• **Given exercise**
In the lines from the one containing "like [[130, 448]]." through the one containing "185], [103, 473]]", swap "awning valance" for "canopy trim" and change nothing else. Give only those lines.

(Pointing dataset excerpts)
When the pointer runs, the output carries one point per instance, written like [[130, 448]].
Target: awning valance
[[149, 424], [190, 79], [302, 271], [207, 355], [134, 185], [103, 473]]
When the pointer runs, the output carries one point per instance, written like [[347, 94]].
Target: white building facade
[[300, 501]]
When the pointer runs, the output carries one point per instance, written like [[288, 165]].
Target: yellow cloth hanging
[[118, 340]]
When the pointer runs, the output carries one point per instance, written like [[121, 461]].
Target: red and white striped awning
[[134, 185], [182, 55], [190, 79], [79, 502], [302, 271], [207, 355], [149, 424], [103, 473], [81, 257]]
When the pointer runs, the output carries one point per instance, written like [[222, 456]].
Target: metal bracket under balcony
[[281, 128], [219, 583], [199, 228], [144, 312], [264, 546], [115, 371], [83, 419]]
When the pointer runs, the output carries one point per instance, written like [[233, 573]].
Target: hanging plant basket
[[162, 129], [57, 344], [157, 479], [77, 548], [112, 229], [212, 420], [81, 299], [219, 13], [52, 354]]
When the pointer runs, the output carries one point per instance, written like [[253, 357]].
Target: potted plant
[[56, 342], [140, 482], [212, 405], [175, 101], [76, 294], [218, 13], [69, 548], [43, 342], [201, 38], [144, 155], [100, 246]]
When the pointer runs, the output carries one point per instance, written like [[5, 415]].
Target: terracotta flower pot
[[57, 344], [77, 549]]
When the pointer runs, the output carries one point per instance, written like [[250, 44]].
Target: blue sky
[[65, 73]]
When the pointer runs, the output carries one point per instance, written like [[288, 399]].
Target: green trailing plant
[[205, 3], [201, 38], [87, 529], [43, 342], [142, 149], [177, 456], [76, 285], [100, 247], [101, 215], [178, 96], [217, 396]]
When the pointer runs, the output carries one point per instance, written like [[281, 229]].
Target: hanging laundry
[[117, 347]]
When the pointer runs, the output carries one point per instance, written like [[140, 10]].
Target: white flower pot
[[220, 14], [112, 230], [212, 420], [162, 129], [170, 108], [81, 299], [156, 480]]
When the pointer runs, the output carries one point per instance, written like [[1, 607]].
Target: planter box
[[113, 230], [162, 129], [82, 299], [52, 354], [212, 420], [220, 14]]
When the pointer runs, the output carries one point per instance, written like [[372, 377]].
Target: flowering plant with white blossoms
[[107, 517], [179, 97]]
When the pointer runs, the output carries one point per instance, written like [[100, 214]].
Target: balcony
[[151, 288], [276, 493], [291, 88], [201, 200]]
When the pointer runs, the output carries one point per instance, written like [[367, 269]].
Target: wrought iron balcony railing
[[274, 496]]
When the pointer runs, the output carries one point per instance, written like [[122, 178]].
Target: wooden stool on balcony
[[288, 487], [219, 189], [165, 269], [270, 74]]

--

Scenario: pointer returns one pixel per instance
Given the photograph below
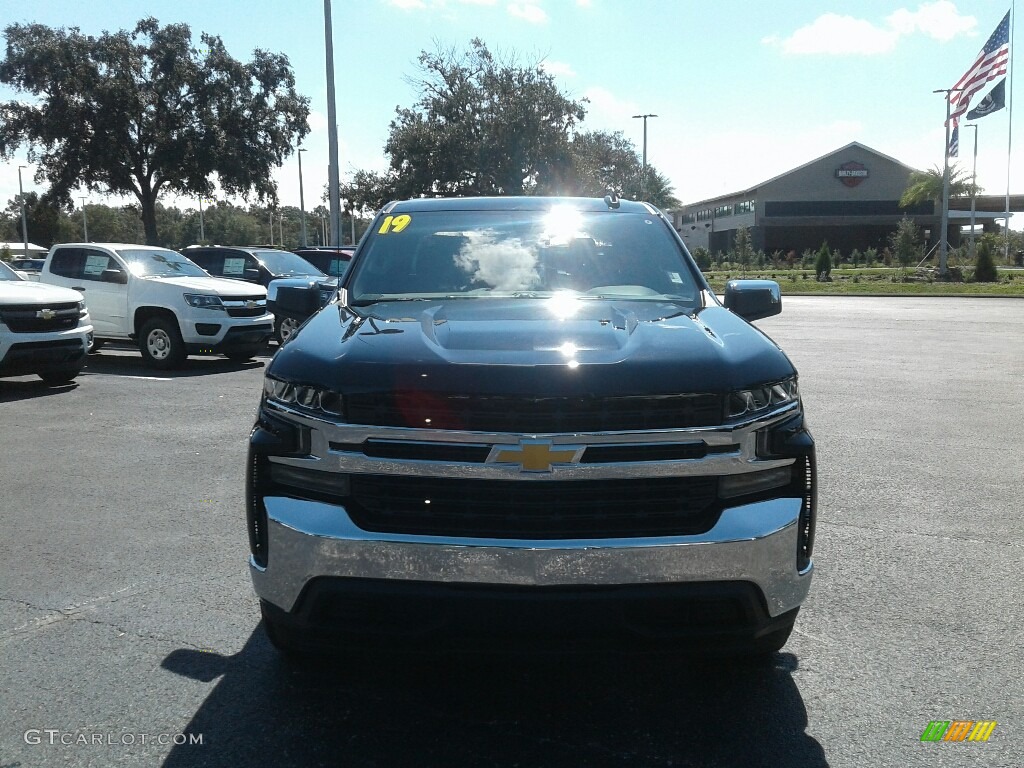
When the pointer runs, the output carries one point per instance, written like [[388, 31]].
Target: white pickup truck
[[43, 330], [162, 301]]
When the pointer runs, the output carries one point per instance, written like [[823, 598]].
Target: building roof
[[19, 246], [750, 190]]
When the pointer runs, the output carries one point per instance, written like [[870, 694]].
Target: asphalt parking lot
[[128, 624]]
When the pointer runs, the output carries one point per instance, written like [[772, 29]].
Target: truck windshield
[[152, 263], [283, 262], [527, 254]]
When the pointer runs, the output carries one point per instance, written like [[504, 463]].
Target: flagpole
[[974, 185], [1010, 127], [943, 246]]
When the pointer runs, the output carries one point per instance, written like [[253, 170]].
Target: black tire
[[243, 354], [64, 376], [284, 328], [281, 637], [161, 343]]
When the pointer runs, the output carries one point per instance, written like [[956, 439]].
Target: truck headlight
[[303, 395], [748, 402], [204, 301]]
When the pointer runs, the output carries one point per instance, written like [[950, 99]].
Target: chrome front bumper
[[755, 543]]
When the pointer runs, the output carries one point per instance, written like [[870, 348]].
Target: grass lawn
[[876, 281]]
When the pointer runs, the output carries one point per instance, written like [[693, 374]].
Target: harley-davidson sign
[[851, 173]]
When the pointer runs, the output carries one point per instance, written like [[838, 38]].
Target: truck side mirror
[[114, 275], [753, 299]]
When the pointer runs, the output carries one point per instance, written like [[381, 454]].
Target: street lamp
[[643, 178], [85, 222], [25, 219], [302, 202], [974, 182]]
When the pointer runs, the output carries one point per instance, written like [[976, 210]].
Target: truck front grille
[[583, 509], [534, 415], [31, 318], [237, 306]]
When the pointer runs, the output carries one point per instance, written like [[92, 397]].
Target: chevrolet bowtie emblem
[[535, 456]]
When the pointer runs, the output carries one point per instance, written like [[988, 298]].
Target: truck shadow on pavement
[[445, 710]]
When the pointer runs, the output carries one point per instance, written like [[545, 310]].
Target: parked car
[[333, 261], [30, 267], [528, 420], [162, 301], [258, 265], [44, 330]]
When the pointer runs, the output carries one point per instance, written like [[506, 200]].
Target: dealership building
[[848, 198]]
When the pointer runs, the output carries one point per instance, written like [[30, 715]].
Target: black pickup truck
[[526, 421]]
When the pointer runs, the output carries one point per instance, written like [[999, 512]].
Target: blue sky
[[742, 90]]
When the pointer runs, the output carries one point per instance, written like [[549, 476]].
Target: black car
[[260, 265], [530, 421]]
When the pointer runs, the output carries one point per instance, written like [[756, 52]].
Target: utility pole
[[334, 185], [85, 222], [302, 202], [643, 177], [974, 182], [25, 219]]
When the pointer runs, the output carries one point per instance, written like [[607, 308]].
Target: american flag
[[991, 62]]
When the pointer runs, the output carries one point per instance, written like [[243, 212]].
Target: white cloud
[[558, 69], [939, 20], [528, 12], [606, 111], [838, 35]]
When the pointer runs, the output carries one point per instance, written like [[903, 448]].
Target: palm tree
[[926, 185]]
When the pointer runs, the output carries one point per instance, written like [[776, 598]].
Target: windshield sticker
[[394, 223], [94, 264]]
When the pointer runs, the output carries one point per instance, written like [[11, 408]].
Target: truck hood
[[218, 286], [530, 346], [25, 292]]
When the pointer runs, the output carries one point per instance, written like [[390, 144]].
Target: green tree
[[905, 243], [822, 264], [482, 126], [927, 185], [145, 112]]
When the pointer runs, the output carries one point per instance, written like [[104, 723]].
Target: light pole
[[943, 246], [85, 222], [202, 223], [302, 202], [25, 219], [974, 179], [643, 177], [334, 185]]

• **The response**
When the pointer runs, the output carries one point per instance, written like [[130, 448]].
Target: canopy trim
[[149, 424], [190, 79], [302, 271], [207, 355], [134, 185], [103, 473]]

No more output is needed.